──────── DATA IN THIS EXERCISE ────────

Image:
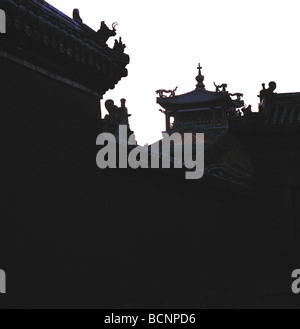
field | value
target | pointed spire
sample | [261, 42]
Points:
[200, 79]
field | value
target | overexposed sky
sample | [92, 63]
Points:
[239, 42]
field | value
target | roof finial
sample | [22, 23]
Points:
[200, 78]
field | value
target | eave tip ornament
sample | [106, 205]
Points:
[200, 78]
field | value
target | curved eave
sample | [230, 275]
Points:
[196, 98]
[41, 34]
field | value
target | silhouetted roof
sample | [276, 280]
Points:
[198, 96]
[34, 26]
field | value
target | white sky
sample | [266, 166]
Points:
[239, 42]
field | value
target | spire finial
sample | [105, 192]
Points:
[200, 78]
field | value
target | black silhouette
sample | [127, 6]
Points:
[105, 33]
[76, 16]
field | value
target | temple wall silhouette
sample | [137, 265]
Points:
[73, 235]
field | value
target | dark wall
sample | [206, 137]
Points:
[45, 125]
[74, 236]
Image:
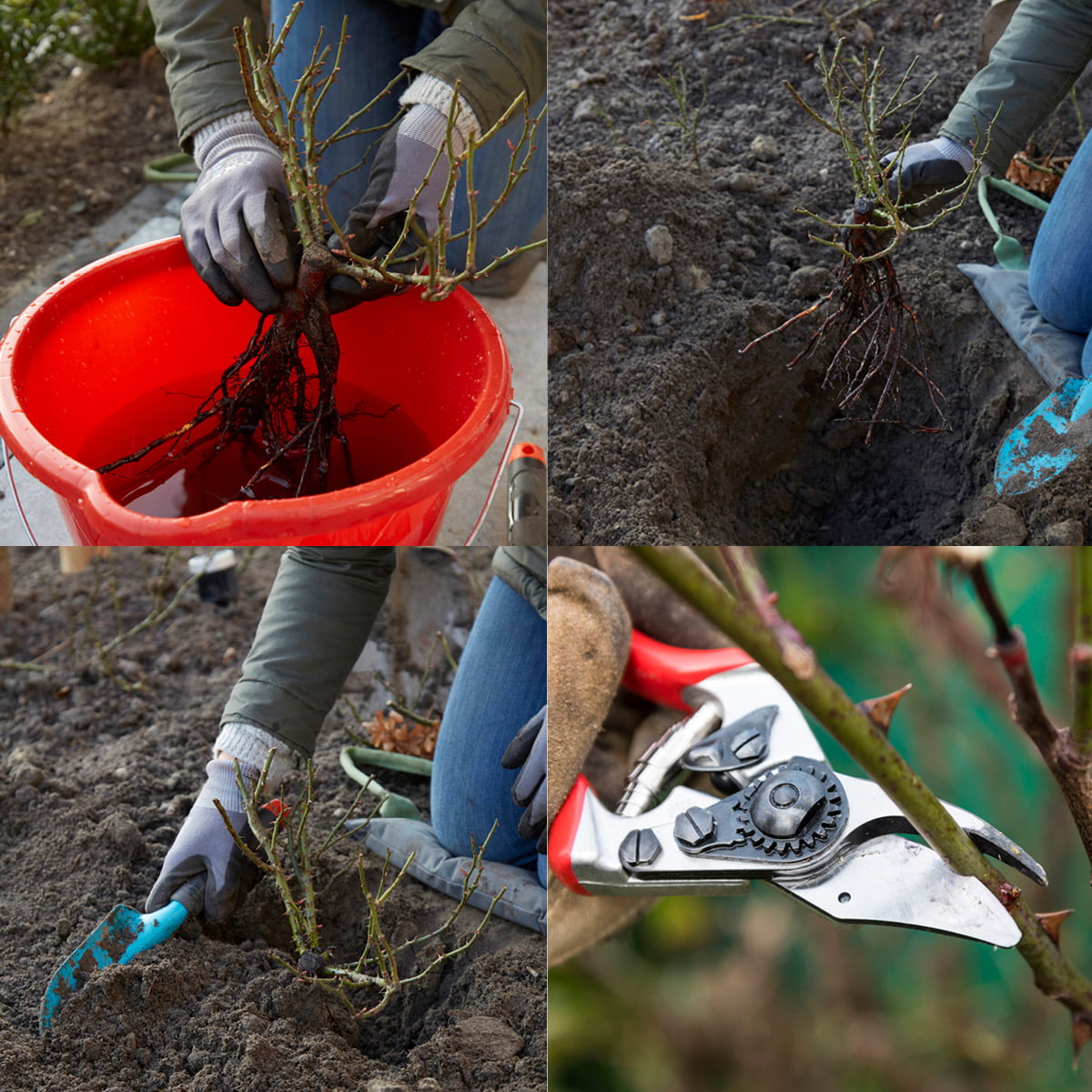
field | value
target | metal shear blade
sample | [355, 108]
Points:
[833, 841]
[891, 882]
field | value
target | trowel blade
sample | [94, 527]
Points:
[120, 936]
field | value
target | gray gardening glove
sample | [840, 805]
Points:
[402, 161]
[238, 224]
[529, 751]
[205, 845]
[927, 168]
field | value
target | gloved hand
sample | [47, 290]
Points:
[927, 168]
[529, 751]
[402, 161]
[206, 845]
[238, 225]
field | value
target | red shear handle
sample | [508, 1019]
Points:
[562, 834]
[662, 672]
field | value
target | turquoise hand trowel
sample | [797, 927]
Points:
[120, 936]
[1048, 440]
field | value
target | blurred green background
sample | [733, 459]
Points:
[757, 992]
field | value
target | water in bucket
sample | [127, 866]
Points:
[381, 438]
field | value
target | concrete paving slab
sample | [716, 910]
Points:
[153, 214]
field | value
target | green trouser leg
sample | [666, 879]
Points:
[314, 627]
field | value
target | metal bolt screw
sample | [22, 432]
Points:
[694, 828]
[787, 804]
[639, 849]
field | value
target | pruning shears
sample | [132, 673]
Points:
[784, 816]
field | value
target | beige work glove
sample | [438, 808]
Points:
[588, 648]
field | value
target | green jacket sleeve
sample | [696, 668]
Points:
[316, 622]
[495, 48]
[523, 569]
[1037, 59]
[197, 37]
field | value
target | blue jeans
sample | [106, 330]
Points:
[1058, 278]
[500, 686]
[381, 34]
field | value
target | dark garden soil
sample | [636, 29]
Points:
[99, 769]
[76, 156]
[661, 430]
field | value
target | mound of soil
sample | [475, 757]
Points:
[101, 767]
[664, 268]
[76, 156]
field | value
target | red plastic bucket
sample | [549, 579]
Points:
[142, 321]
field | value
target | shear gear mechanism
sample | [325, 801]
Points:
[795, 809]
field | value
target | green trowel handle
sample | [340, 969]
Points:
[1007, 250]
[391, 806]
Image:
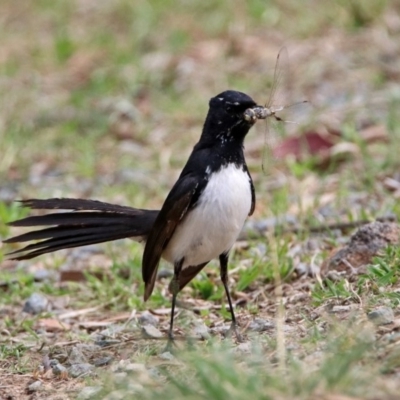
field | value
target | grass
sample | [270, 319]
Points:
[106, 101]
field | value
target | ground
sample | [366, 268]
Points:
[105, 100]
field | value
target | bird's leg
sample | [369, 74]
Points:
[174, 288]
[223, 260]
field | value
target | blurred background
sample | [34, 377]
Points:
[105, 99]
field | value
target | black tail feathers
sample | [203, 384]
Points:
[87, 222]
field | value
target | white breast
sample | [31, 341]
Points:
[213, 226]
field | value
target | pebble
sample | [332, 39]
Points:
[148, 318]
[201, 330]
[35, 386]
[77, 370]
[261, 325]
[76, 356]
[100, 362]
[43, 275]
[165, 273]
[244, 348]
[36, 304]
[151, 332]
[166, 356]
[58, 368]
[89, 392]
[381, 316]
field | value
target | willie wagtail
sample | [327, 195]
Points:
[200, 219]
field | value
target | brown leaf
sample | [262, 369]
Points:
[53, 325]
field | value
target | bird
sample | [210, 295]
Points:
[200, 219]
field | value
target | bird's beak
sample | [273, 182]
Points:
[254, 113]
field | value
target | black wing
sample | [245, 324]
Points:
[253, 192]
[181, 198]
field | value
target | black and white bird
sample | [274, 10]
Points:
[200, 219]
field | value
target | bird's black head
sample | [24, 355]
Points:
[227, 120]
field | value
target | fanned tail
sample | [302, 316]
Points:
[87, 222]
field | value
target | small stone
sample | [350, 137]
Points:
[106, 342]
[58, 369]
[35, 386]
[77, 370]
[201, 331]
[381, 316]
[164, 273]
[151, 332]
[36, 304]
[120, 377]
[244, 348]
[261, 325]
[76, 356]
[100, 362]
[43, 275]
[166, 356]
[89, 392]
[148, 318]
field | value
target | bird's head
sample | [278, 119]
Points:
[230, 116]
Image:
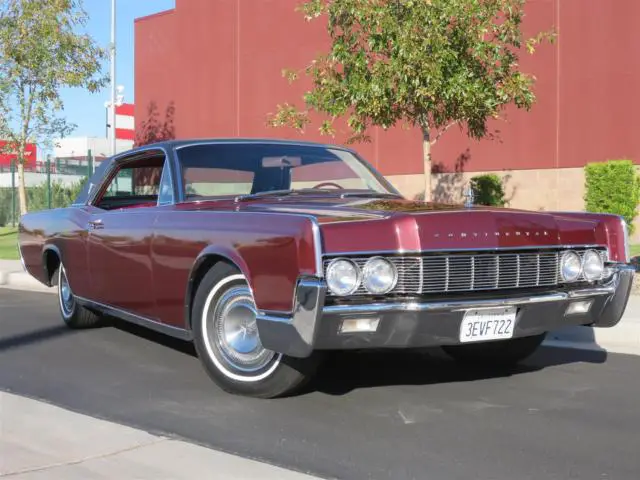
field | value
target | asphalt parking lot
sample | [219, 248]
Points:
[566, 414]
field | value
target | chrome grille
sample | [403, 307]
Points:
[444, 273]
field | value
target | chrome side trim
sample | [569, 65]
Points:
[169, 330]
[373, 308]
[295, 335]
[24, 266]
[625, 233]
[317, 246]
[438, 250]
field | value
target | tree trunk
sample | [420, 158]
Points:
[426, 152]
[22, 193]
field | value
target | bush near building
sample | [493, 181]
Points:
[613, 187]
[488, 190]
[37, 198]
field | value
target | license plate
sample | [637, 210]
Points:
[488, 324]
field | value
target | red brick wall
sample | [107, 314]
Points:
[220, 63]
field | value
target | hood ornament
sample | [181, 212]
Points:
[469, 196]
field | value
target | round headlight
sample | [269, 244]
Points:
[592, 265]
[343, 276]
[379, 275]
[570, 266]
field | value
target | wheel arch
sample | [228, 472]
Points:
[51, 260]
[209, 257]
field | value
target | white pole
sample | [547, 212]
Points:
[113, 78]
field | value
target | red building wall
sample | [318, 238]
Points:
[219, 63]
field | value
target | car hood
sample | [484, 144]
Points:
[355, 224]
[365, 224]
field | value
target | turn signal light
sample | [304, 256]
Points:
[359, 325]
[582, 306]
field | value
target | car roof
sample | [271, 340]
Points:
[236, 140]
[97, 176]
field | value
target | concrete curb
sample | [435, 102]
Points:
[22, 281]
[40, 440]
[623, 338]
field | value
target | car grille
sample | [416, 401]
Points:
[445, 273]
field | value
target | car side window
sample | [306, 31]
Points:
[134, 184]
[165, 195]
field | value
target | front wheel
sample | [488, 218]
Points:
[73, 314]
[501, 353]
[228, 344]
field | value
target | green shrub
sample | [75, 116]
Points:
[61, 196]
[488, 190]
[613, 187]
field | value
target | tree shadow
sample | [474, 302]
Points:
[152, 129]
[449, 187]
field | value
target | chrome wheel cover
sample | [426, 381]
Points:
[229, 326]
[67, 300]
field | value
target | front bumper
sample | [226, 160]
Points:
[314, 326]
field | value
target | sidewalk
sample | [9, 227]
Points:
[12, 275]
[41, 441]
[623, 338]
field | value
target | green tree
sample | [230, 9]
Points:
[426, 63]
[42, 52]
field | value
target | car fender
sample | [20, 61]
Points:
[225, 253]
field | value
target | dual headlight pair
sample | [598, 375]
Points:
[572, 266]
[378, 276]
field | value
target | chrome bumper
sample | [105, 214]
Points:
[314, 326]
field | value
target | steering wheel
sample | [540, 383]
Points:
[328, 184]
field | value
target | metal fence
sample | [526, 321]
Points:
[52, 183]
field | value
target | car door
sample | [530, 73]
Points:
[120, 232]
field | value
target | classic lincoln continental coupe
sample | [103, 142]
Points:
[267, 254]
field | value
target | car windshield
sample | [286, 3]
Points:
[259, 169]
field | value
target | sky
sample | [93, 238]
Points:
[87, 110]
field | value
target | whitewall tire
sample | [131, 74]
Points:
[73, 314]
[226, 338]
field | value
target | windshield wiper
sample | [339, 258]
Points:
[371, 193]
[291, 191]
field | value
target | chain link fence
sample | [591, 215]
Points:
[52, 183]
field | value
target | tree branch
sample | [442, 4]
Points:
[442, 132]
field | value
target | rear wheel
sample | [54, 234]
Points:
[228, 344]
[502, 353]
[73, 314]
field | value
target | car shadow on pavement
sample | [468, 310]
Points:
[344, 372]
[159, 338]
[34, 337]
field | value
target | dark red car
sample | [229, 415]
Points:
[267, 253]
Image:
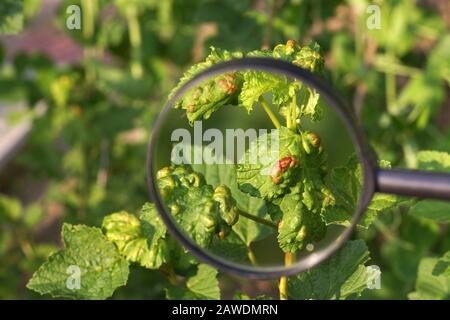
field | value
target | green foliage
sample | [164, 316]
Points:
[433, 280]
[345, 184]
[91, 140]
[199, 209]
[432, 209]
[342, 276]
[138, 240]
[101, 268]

────────

> _WHAT YOU SHOULD DO_
Report every line in the records above that contains the word "background", treating uppercase and lowercase letters as distinct.

> _SOLUTION TO THE EXERCISE_
target | blurred green background
target | blurred background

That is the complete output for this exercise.